When the leaders of a major retail pharmacy chain set out to enhance customer satisfaction, market research told them that the number one determinant would be friendly and courteous service. This meant changing the organizational culture in hundreds of locations—creating an open, welcoming atmosphere where regular customers and employees knew one another’s names, and any question was quickly and cheerfully answered.
If you’re trying to instill this kind of organizational change in your company, then you face not just a logistical shift, but a cultural challenge as well. Employees will have to think differently, see people differently, and act in new ways: going the extra mile for shoppers, helping them articulate what they’re looking for, and working harder to keep items from getting out of stock. Employees also need to continually reinforce the right habits in one another so that the customer experience is on their minds everywhere, not just at the pharmacy or checkout counter, but in the aisles and back room as well. Conventional efforts to make this happen by “changing the organizational culture” in a programmatic fashion won’t get the job done.

**Work order 1**
Transcribe the part of the passage on retail customer service culture between "When the leaders" and "and cheerfully answered.", inclusive.
**Work order 2**
Continue the passage on changing a retail chain's customer service culture, picking up after its last sentence.

**Data shown**
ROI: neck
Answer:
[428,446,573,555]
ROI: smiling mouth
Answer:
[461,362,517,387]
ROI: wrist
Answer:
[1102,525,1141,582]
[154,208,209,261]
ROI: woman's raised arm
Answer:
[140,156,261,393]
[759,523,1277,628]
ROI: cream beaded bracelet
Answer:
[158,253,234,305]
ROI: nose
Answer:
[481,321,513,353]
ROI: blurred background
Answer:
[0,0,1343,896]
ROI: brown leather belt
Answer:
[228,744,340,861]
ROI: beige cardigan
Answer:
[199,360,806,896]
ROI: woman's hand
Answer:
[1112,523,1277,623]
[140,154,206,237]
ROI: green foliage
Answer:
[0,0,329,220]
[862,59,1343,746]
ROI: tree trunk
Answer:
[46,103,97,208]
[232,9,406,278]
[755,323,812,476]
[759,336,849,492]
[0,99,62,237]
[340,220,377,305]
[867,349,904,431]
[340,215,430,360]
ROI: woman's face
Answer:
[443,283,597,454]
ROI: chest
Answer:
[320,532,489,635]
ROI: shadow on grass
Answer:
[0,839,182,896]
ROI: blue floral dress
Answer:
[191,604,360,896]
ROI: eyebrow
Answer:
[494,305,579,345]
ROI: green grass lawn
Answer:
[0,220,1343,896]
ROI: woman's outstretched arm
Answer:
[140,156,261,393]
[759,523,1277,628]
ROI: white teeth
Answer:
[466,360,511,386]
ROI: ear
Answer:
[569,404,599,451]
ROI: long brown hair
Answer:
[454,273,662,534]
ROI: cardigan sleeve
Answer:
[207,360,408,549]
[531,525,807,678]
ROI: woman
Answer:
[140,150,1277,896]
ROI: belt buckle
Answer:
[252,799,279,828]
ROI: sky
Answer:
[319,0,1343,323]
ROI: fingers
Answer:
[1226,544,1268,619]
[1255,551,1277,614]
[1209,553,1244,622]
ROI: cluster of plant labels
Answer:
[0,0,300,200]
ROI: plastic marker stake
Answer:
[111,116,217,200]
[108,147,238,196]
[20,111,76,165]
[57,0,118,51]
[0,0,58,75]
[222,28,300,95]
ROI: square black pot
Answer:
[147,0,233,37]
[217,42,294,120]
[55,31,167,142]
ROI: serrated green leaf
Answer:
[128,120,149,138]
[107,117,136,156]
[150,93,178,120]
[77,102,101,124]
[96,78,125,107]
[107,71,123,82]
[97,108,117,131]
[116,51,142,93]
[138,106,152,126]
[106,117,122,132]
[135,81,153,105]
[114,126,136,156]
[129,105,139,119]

**Task output 1**
When the leaders of a major retail pharmacy chain set out to enhance customer satisfaction, market research told them that the number one determinant would be friendly and courteous service. This meant changing the organizational culture in hundreds of locations—creating an open, welcoming atmosphere where regular customers and employees knew one another’s names, and any question was quickly and cheerfully answered.

**Task output 2**
One method that can help is known as pride building. This is a cultural intervention in which leaders seek out a few employees who are already known to be master motivators, adept at inspiring strategic awareness among their colleagues. These master motivators are invited to recommend specific measures that enable better ways of working. It’s noteworthy that pride builders in a wide variety of companies and industries tend to recommend three specific measures time and time again: (1) giving more autonomy to frontline workers, (2) clearly explaining to staff members the significance and value (the “why”) of everyday work, and (3) providing better recognition and rewards for employee contributions.